> **Available data**
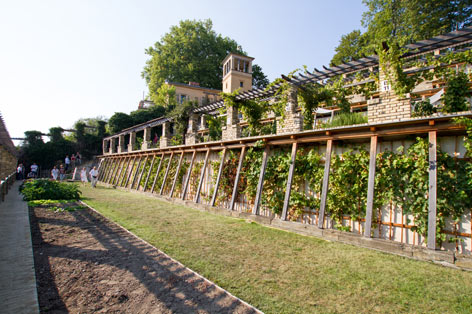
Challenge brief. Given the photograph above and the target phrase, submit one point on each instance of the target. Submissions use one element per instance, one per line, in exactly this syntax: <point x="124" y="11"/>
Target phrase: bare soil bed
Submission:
<point x="84" y="264"/>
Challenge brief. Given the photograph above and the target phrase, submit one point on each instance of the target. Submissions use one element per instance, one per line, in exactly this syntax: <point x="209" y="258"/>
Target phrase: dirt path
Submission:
<point x="84" y="263"/>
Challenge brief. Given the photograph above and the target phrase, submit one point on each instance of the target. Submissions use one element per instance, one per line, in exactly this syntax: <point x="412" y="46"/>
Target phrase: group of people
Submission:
<point x="75" y="159"/>
<point x="21" y="170"/>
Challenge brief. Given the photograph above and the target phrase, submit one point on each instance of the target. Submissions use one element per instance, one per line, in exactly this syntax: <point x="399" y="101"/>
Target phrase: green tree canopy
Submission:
<point x="401" y="22"/>
<point x="191" y="52"/>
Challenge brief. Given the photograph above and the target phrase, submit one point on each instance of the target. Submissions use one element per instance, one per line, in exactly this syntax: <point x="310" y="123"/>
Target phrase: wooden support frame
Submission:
<point x="112" y="171"/>
<point x="126" y="172"/>
<point x="432" y="200"/>
<point x="157" y="173"/>
<point x="142" y="172"/>
<point x="176" y="174"/>
<point x="324" y="190"/>
<point x="149" y="172"/>
<point x="238" y="176"/>
<point x="189" y="173"/>
<point x="217" y="183"/>
<point x="130" y="172"/>
<point x="165" y="175"/>
<point x="288" y="189"/>
<point x="122" y="164"/>
<point x="136" y="173"/>
<point x="371" y="186"/>
<point x="202" y="176"/>
<point x="260" y="185"/>
<point x="102" y="173"/>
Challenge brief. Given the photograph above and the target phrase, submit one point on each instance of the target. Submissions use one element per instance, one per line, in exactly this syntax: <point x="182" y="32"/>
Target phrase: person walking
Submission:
<point x="83" y="176"/>
<point x="34" y="170"/>
<point x="55" y="173"/>
<point x="62" y="173"/>
<point x="94" y="176"/>
<point x="67" y="162"/>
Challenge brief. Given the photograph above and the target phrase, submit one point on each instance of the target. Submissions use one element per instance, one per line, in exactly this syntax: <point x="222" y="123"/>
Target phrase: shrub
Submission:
<point x="46" y="189"/>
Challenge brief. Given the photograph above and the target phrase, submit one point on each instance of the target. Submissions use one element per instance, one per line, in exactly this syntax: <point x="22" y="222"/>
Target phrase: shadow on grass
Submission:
<point x="163" y="277"/>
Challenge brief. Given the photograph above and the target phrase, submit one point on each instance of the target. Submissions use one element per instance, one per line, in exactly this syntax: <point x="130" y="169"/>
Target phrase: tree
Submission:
<point x="399" y="22"/>
<point x="191" y="52"/>
<point x="119" y="121"/>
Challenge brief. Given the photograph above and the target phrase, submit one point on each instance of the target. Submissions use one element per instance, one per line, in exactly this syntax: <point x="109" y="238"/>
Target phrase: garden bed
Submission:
<point x="84" y="263"/>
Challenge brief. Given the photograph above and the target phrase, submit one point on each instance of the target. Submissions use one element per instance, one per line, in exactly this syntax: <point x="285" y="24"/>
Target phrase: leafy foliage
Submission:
<point x="41" y="189"/>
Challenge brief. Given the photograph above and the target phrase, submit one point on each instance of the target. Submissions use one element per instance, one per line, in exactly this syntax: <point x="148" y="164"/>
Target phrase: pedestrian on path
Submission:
<point x="55" y="173"/>
<point x="83" y="176"/>
<point x="94" y="176"/>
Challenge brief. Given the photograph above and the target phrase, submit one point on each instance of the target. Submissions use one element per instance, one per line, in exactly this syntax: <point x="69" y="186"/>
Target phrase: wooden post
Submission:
<point x="260" y="185"/>
<point x="288" y="190"/>
<point x="126" y="172"/>
<point x="142" y="172"/>
<point x="432" y="191"/>
<point x="104" y="166"/>
<point x="157" y="173"/>
<point x="176" y="174"/>
<point x="238" y="176"/>
<point x="202" y="176"/>
<point x="112" y="171"/>
<point x="217" y="183"/>
<point x="136" y="173"/>
<point x="189" y="173"/>
<point x="130" y="172"/>
<point x="324" y="190"/>
<point x="165" y="175"/>
<point x="122" y="164"/>
<point x="149" y="172"/>
<point x="370" y="187"/>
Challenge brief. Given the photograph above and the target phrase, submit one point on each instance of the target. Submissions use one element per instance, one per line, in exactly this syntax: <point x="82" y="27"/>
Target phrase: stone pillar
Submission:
<point x="165" y="138"/>
<point x="132" y="141"/>
<point x="388" y="107"/>
<point x="121" y="143"/>
<point x="191" y="136"/>
<point x="111" y="149"/>
<point x="232" y="129"/>
<point x="202" y="125"/>
<point x="146" y="139"/>
<point x="105" y="146"/>
<point x="293" y="121"/>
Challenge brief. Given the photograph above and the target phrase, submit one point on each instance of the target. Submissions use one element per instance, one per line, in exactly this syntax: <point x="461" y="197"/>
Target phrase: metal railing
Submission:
<point x="6" y="184"/>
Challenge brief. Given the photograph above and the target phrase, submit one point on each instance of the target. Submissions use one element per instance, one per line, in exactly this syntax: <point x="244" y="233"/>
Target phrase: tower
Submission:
<point x="237" y="73"/>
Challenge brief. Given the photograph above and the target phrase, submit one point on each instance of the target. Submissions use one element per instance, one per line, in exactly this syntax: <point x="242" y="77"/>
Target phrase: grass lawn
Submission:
<point x="282" y="272"/>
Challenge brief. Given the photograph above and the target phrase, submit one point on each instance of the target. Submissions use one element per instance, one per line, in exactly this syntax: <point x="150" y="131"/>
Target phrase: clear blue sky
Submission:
<point x="64" y="60"/>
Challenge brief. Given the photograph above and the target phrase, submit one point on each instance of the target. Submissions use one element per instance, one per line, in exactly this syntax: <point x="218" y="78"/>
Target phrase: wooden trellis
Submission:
<point x="122" y="169"/>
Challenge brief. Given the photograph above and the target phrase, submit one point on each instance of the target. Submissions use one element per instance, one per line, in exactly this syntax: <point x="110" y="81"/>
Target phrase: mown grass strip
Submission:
<point x="282" y="272"/>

> **Task instructions**
Give every line of the material that includes the string "path".

> **Answer box**
Target phrase: dirt path
Target phrase: pedestrian on path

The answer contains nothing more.